_What needs to be done_
Type the records out again in full, exactly.

(Items listed in a dataset)
##########

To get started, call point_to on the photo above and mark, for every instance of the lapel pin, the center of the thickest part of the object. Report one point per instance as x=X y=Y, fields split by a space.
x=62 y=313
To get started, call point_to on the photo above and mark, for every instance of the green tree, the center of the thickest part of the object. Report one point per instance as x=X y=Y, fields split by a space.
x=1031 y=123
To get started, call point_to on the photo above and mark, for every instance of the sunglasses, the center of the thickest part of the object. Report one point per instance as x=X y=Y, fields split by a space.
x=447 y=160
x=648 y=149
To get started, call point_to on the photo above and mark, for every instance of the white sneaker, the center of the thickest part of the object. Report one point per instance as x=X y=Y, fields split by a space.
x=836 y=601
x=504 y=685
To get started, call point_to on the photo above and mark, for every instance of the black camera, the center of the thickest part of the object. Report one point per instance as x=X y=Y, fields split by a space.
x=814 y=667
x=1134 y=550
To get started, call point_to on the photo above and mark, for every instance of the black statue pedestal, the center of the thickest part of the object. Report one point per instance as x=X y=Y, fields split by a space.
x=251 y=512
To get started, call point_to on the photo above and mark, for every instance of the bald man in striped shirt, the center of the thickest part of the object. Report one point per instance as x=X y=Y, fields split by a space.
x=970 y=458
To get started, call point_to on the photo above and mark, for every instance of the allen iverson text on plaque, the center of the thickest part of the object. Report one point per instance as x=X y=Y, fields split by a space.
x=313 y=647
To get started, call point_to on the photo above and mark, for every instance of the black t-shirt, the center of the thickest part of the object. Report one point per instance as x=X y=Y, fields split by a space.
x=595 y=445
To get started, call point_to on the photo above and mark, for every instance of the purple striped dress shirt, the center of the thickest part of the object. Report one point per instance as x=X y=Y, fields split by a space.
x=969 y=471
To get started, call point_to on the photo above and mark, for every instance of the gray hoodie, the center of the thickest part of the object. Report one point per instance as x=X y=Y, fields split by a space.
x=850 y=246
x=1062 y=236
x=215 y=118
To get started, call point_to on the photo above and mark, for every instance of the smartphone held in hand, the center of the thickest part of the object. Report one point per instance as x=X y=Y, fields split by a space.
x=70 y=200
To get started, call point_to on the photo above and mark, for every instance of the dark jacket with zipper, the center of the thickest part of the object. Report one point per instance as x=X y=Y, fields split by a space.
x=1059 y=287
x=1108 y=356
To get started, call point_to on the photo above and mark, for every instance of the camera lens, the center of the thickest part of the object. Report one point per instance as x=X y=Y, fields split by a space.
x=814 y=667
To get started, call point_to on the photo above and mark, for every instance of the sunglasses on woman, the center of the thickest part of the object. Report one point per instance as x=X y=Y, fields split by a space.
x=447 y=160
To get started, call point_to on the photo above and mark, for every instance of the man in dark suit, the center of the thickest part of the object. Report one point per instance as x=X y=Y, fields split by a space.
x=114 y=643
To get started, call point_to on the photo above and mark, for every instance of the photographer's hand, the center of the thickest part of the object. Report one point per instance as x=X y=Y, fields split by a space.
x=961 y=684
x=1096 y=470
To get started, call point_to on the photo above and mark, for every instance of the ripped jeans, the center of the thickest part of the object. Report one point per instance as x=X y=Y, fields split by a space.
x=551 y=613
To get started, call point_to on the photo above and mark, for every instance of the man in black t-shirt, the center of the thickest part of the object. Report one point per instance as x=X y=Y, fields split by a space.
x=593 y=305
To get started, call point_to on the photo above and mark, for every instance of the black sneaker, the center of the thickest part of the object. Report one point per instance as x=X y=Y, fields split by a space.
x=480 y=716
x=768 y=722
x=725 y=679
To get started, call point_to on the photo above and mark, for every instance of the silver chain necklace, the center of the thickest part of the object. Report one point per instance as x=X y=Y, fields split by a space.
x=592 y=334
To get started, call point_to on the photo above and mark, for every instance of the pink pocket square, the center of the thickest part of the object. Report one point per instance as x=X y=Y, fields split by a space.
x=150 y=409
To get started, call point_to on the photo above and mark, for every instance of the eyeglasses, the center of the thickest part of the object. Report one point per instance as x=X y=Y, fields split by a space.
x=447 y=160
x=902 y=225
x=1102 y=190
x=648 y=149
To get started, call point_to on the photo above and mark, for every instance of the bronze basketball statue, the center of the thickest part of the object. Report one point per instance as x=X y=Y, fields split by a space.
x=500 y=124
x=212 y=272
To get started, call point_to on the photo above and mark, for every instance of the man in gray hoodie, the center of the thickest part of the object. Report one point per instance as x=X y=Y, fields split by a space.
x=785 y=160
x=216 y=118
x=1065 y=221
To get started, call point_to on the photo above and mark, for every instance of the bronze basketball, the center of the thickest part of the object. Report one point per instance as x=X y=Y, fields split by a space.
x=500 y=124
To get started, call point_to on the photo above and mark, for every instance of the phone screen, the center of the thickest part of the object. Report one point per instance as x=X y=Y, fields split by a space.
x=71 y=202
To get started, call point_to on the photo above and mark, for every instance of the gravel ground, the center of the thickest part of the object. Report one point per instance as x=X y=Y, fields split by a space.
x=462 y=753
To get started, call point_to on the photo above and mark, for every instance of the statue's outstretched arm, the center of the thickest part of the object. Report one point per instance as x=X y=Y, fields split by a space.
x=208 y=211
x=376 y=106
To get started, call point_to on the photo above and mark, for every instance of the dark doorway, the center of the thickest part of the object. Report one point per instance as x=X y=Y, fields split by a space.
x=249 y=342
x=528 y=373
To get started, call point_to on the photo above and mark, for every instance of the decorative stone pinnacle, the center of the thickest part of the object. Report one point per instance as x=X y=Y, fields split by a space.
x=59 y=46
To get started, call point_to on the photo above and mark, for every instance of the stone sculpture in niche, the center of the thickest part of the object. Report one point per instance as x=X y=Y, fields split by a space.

##########

_Response_
To get started, call point_to on the photo above and mark, for every instance of the lapel pin, the center of the thickest part of the object. Report one point per instance as x=X y=Y, fields split by a space.
x=62 y=313
To get started, call point_to on the photo above and mark, for every instance of the green tree, the center of the thickest part of the object. Report one point per instance as x=X y=Y, fields split by a space.
x=1031 y=123
To get started, call point_to on the photo above and mark, for every instance of the sunglasses, the center of the thickest part of the object. Report one point per instance as x=X y=Y, fields split by a space.
x=447 y=160
x=648 y=149
To get started, call point_to on the photo above and mark, for every instance of the white sneaker, the center of the thickest part of the object. Report one point per instance as x=X y=Y, fields split by a space.
x=836 y=601
x=504 y=685
To get started, call point_to on the photo above and mark, for every instance of the black camera, the center of the thickest part of the object. Report one point per instance as x=X y=Y, fields split by a space.
x=814 y=667
x=1134 y=550
To get started, call point_to on the photo above and mark, for every instance of the black statue pedestal, the center of the thickest part of the object. Report one point per instance as x=X y=Y, fields split by a space.
x=251 y=512
To get started, call point_to on the photo above and mark, for every instance of the bald man in striped shirt, the center of the thickest part of the object. Report one point per instance as x=X y=Y, fields split by a space.
x=970 y=458
To get started, call point_to on the photo above and mark, for every instance of the allen iverson text on plaque, the center of the thickest part of the object. Report one point per instance as x=X y=Y, fields split by a space.
x=313 y=647
To get started, call point_to on the photo above and mark, for every instance of the black t-shirt, the center of the thickest part of the object. Report one point per instance as x=X y=Y, fields split by a space.
x=595 y=445
To get started, call point_to on the photo above and mark, for every instance of the purple striped dress shirt, the center of the thickest part of the object. Report one point per instance as x=X y=Y, fields split by a space.
x=969 y=471
To get started, call point_to on the photo above and mark, for every instance of the gray hoodie, the center of the thickest part of the object. Report one point per instance as x=X y=Y, fields split by a space.
x=850 y=246
x=1062 y=236
x=215 y=118
To get started, call point_to on the photo above and mark, for every instance of the smartphone held in hand, the center of the thickest part of the object. Report one point per instance as x=X y=Y, fields split by a space.
x=70 y=200
To get started, call point_to on the photo above and mark, for every instance of the dark jacket with zipper, the center of the thickest part of the object. Report one point per instance as x=X y=Y, fields split by a space.
x=1059 y=287
x=1108 y=356
To get started, call point_to on the photo above and mark, for every instance of the camera lens, the center of the thickest part of the object. Report one point per instance as x=X y=Y, fields split by a space.
x=814 y=667
To get started, call point_to on the photo above and mark, for every instance of the sunglasses on woman, the center of the thickest part of the object. Report one point per instance as x=X y=Y, fields split by a space.
x=447 y=160
To get started, call point_to on the photo above and mark, for every instance of the man in dark suit, the center of the thickest part of the object. Report one point per instance as x=X y=Y, fields split by a space.
x=114 y=643
To get started, call point_to on the photo above and mark, for every instance of the photographer's hand, the center of the thickest part of the object. Report one point per instance as x=X y=Y, fields split by a space.
x=961 y=684
x=1096 y=470
To get started, call point_to on the photo above and mark, for every instance of the ripped jeans, the center of the thickest part of the object. Report one point per instance as x=X y=Y, fields split by a space.
x=551 y=613
To get started, call point_to on the photo above and mark, for every instance of the man in black t-shirt, the center of the thickest part of the object. Report one point per instance as x=X y=Y, fields split by a space.
x=593 y=305
To get started, call point_to on the photo above and mark, for every instance of the black sneaker, the center of the thickest part of the object. Report one point per instance as x=X y=Y, fields split by a space.
x=480 y=716
x=768 y=722
x=725 y=679
To get started, call point_to on the photo above and mark, for every instance of the silver chain necklace, the center of the thickest part of the object. Report one point per instance as x=X y=Y, fields split by a space.
x=592 y=334
To get started, call point_to on the photo above and mark, for every instance of the pink pocket square, the center of the thickest part of the object. Report one point per instance as x=X y=Y, fields split by a space.
x=150 y=409
To get started, call point_to on the photo above and mark, for every instance of the eyeglasses, the center of the thickest part of the object. Report one point per instance as x=X y=Y, fields split by a space.
x=447 y=160
x=902 y=225
x=1102 y=190
x=648 y=149
To get started, call point_to on the photo above and mark, for every instance of the bronze basketball statue, the center of the thickest part of the object. Report one point per instance as x=X y=Y, fields split by a space.
x=500 y=124
x=212 y=272
To get started, call point_to on the photo above and mark, for every instance of the man in gray hoodie, the center of the thickest part of the object. Report one point per instance as x=X y=Y, fields split by a space.
x=785 y=160
x=216 y=118
x=1065 y=221
To get started, call point_to on the photo above and mark, for every instance of the bronze basketball, the center of the thickest part of the object. Report one point per instance as x=X y=Y, fields split by a space.
x=500 y=124
To get started, call point_to on the photo above and mark, for every instance of the phone screen, the center of the thickest part of the object. Report one point per instance as x=X y=Y, fields split by a space.
x=71 y=202
To get started, call point_to on the photo above and mark, for every instance of the gravel ground, the center of the thickest part of the object. Report one point per instance as x=X y=Y, fields split by a space.
x=462 y=753
To get started, call point_to on the photo above and mark, for every instance of the statue's outstretched arm, the center of the thickest part of the object. Report one point per instance as x=X y=Y, fields split by a space.
x=208 y=211
x=376 y=106
To get started, call point_to on the photo above and mark, for every instance of the dark doorway, the center of the thickest part of the object. Report one point per instance as x=X y=Y, fields split by a space.
x=249 y=342
x=528 y=373
To get started, call point_to on the photo above and mark, for every instance of the decorative stone pinnacle, the center of the thickest part of the object. Report one point per instance as x=X y=Y, fields split by a space.
x=59 y=46
To get started, call point_to on the photo above and mark, for every instance of the stone sculpture in niche, the center of the thickest part of the object. Report one point per instance as x=X y=Y, fields split by a space.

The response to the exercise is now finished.